Short exercise:
According to the transcript about making a gumbo-flavored sausage, what kind of roux is being used?

## Start Text extract

So the texture I'm going for is almost like a Korean blood sausage where the blood is the binder, but I just want it to taste like gumbo and have the other you know traditional gumbo ingredients that I've been using. But it's not in other words, like you're not worried about like the exact like texture. You're not like going for like a feel, you're not like worried about like uh an internal sauce like like uh we're not gonna have like a filet versus kind of okra kind of a situation here, right? Like in other words, it's just the flavors that you want and you're looking to do like a like a like a binder, and you're not doing any sort of uh you're doing mainly sausage and I don't know. There will be rice in there.

[6:54]

Uh I'm just using uh a darker roux. Um and it was, you know, ideally it'd be something that's sliceable, like you would slice maybe the Korean blood sausage or the Polish type or a morcia or something like that. Yeah, well, I mean, I think it should I mean so you're looking for something that's not you're looking for something to bind the way blood would, but that doesn't have a heavy blood taste so that the sucker tastes like gumbo? Exactly. Because I've tried it just by mixing cooked rice and my gumbo and tasting it uh it was too loose and too wet on the inside.

[7:25]

Right. What I wonder what would happen. I wonder what would happen so like so typically in these sausages right the rice is expanding and absorbing to kind of solidify and you end up with the kind of like depending on how much liquid etc etc how loose it is but the the we when you put it in do you parcook your rice or do you put it in how do you do your rice when you do your blood sausage it's been so many years since I've made a a blood sausage. Do you do any par cooking to it at all or yeah the rice is fully cooked. Fully cooked fully cooked.

[7:54]

So it's not going to absorb too much water. So it's not like it's not like you'd do for like a like a haggis or anything like that. You're you're putting in fully cooked product. Okay. Right.

[8:04]

So you get to choose the kind of uh texture you want but you want it relatively loose so in other words you wouldn't want to do like an emulsified sausage or like a a force meat or like uh like a mousse and then like fold the rice into it and then stuff it that way. Because that would stuff easy but you'd have kind of a a denser you know more like you would for like um like a seafood sausage or like an emulsified like uh like you know an emulsified sausage but you're not looking to do that. Right. Just from a a technical perspective I'd have to figure out how to get the emulsion right and then uh I think that would introduce too many variables but I'm willing to explore if if that's the way to get the result. I mean, I know that would hold as long as you don't break it and get it, you know, as long as as long as it doesn't break.

## End Text extract
## Start Dataset excerpts

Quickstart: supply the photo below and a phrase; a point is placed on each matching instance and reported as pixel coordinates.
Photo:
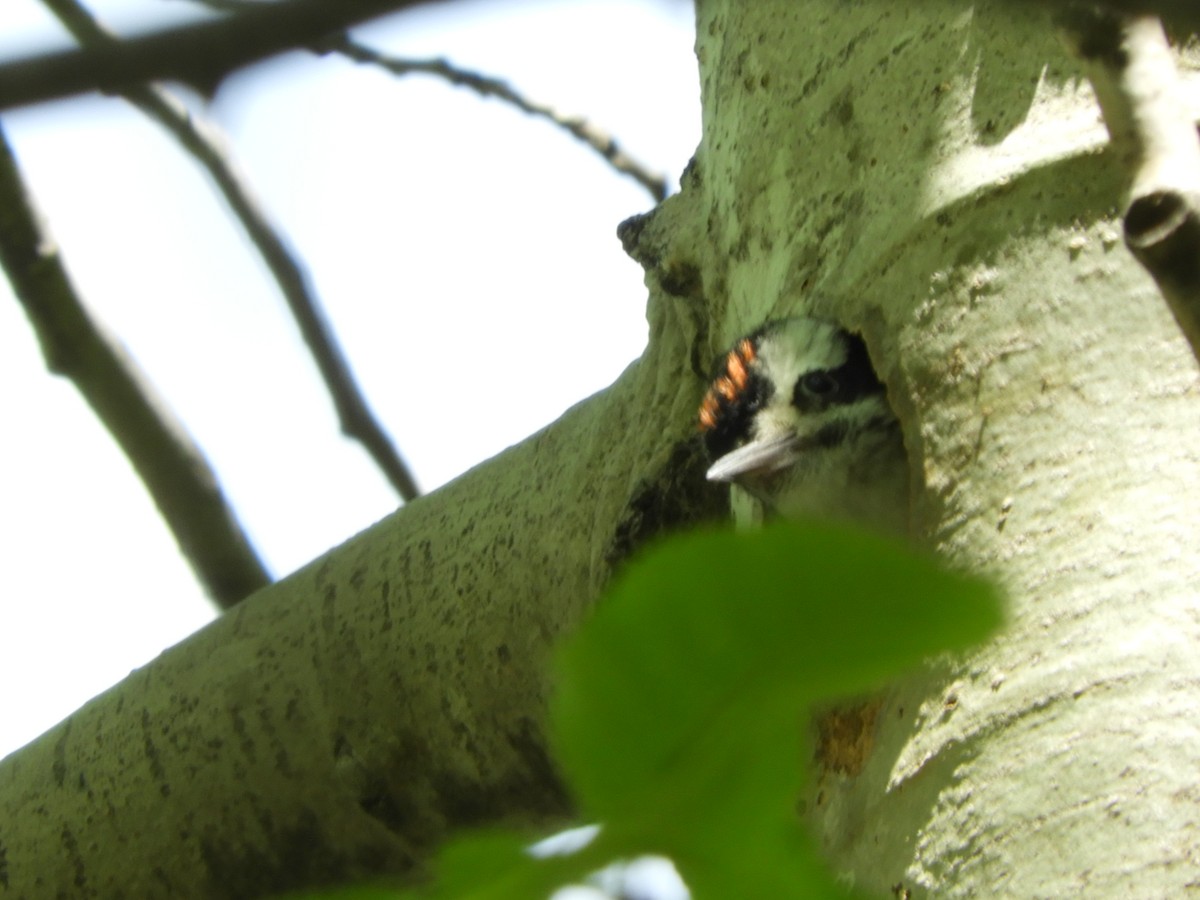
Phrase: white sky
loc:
(465, 253)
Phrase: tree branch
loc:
(171, 466)
(355, 417)
(1129, 64)
(201, 55)
(579, 127)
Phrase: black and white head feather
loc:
(796, 415)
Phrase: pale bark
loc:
(340, 723)
(931, 172)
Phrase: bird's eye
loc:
(819, 384)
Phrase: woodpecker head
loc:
(796, 414)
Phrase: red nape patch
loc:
(727, 387)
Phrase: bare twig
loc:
(579, 127)
(171, 466)
(1129, 65)
(160, 105)
(199, 55)
(576, 126)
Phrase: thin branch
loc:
(579, 127)
(201, 55)
(1129, 64)
(160, 105)
(582, 130)
(75, 345)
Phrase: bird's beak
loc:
(760, 457)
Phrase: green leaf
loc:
(715, 631)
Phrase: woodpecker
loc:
(797, 417)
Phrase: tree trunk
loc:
(931, 173)
(927, 172)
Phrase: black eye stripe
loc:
(847, 383)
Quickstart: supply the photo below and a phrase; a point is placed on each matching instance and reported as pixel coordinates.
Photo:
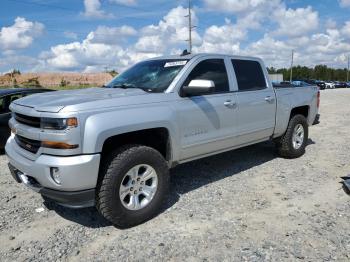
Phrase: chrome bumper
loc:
(76, 172)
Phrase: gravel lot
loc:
(247, 204)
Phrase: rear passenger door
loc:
(208, 121)
(256, 102)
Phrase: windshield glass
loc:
(150, 76)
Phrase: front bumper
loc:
(78, 175)
(317, 119)
(76, 199)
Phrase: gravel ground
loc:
(247, 204)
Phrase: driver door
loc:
(208, 121)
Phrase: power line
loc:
(43, 4)
(291, 67)
(190, 27)
(347, 74)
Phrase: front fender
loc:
(101, 126)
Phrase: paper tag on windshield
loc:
(175, 63)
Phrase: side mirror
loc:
(198, 87)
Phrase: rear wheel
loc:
(133, 185)
(292, 144)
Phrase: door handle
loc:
(269, 99)
(229, 103)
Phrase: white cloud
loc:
(93, 9)
(170, 32)
(344, 3)
(222, 39)
(296, 22)
(70, 35)
(283, 30)
(20, 35)
(346, 30)
(124, 2)
(111, 35)
(237, 6)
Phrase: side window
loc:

## End Dataset excerpts

Reply to the exercise:
A darker roux.